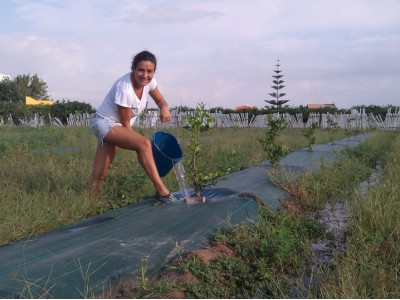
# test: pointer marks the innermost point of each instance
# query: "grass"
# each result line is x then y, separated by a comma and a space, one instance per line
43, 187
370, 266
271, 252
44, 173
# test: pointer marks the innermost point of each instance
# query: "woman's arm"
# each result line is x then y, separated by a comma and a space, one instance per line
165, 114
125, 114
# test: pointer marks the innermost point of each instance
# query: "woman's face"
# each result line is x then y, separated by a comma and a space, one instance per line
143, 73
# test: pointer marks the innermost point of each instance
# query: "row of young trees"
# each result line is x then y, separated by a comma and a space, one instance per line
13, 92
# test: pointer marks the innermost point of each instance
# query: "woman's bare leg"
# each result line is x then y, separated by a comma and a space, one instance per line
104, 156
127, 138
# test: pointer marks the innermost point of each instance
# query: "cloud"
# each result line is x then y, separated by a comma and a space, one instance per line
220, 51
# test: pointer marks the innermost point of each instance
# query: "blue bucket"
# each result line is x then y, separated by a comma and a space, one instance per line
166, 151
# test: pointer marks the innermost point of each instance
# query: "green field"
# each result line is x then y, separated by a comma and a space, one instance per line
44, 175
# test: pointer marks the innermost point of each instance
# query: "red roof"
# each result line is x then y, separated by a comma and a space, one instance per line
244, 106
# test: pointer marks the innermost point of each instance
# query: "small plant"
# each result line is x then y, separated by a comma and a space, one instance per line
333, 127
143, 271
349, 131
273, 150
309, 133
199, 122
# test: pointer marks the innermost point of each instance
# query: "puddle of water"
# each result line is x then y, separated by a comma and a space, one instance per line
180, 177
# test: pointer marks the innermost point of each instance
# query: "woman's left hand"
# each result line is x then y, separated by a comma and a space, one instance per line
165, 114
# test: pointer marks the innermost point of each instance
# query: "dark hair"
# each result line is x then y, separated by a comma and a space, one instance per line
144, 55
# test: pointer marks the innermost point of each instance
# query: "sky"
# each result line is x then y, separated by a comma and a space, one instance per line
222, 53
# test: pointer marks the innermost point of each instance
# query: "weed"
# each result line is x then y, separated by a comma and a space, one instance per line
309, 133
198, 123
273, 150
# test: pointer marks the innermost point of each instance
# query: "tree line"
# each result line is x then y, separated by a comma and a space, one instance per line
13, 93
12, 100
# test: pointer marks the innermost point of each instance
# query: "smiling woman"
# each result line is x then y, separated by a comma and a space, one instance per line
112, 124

══════════════════════════════

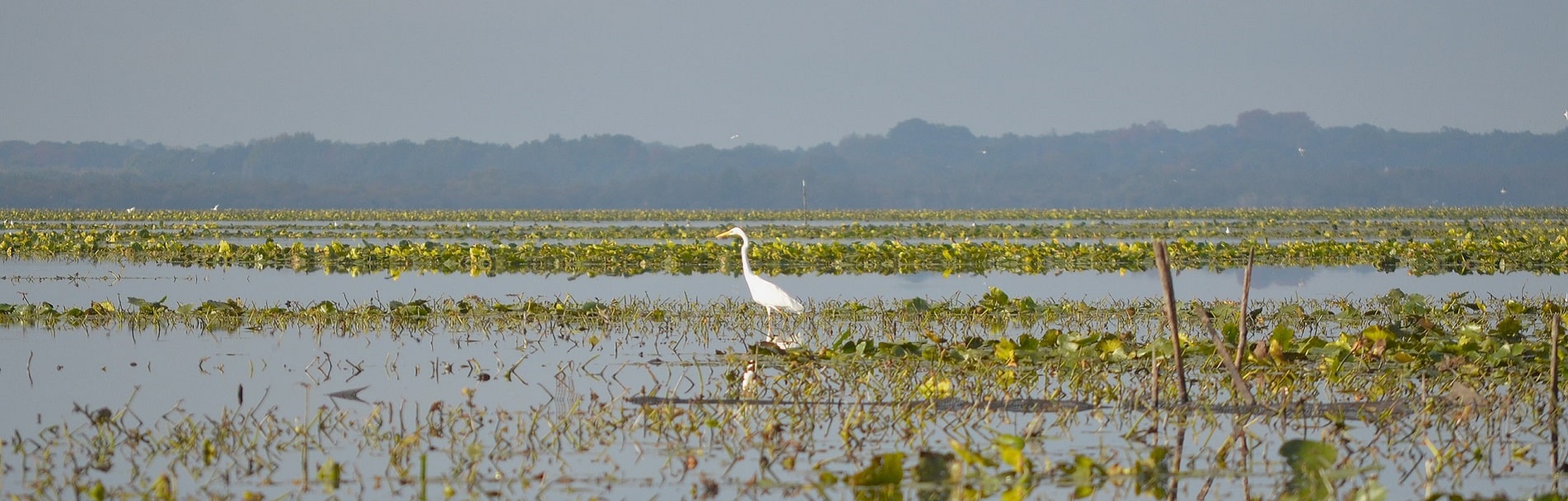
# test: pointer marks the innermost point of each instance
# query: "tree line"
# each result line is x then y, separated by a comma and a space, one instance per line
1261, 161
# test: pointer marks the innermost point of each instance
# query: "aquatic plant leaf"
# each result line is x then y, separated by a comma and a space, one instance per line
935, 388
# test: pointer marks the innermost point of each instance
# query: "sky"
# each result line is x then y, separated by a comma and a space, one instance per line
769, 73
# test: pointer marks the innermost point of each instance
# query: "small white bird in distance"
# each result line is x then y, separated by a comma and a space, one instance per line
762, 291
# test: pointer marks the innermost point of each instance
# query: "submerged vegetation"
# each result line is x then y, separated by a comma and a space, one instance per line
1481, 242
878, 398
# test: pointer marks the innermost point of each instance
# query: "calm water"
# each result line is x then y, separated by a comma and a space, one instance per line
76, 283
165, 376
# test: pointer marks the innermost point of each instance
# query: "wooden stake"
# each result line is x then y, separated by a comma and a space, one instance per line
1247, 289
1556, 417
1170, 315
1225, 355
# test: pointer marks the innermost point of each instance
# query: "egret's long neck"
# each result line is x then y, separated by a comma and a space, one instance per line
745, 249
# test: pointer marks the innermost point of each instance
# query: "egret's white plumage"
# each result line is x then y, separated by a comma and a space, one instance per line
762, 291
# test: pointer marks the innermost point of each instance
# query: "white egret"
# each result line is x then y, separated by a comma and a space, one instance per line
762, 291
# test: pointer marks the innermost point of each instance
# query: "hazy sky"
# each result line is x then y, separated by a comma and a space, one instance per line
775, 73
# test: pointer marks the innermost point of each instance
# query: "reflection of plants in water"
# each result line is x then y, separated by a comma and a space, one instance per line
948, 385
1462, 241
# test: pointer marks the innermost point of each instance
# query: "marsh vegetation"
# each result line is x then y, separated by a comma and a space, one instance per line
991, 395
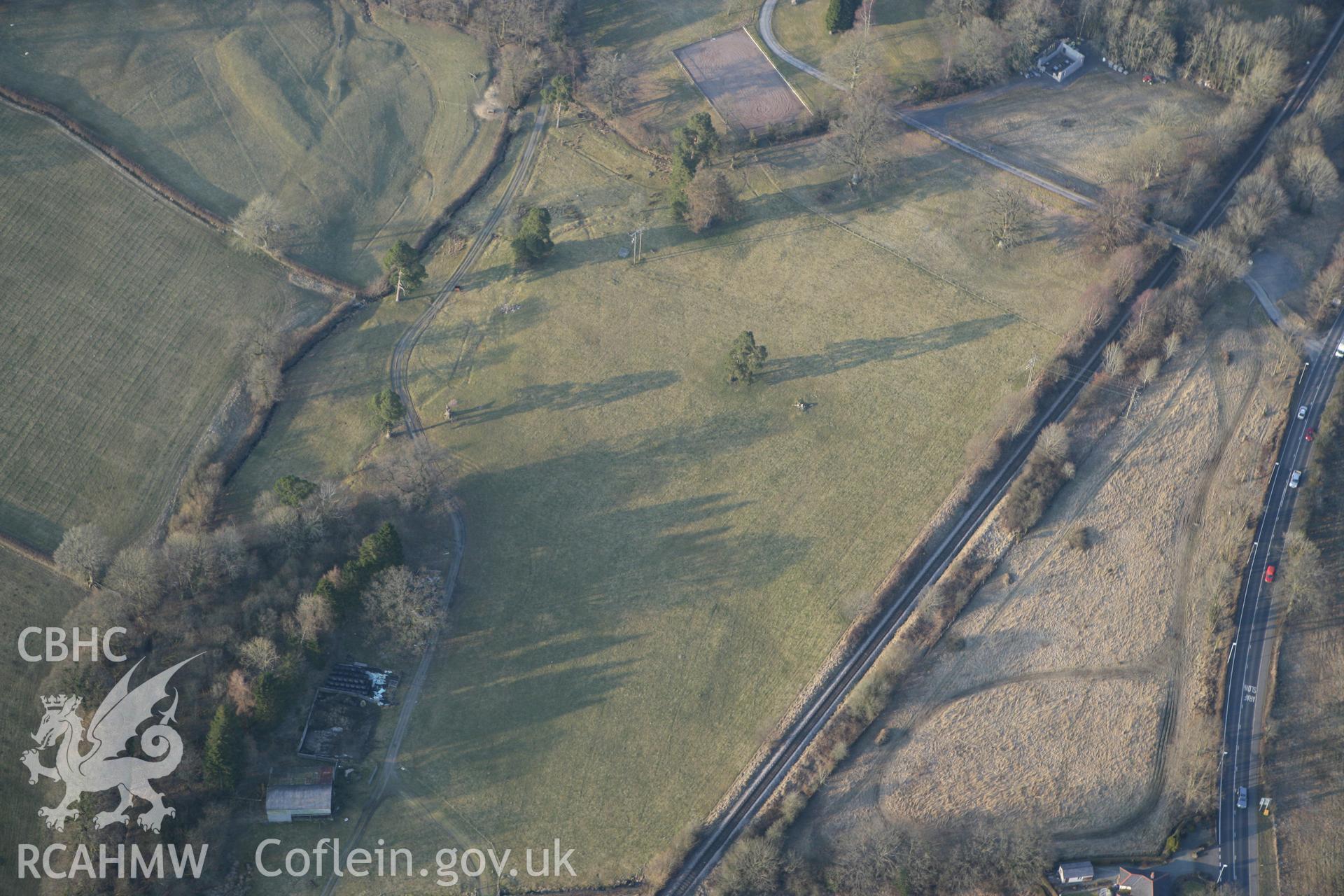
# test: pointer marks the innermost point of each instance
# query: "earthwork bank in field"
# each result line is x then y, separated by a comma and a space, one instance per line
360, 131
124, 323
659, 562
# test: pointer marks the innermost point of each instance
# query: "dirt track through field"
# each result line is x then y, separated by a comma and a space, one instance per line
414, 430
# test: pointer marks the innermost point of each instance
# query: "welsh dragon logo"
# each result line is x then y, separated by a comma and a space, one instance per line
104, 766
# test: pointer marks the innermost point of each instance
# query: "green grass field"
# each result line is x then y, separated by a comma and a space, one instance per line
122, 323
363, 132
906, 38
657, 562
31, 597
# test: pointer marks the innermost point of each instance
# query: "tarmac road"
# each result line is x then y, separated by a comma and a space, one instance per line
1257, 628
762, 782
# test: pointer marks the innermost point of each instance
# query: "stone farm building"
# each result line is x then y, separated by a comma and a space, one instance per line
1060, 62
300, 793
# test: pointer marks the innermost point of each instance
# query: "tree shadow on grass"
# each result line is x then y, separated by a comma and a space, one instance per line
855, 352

══════════════════════════════

**TASK GOAL:** Identify every line in the entries above that contains the word "small" and copy each of those lines.

**FULL SOLUTION:**
# query: "small plant"
# query: "small white bird in distance"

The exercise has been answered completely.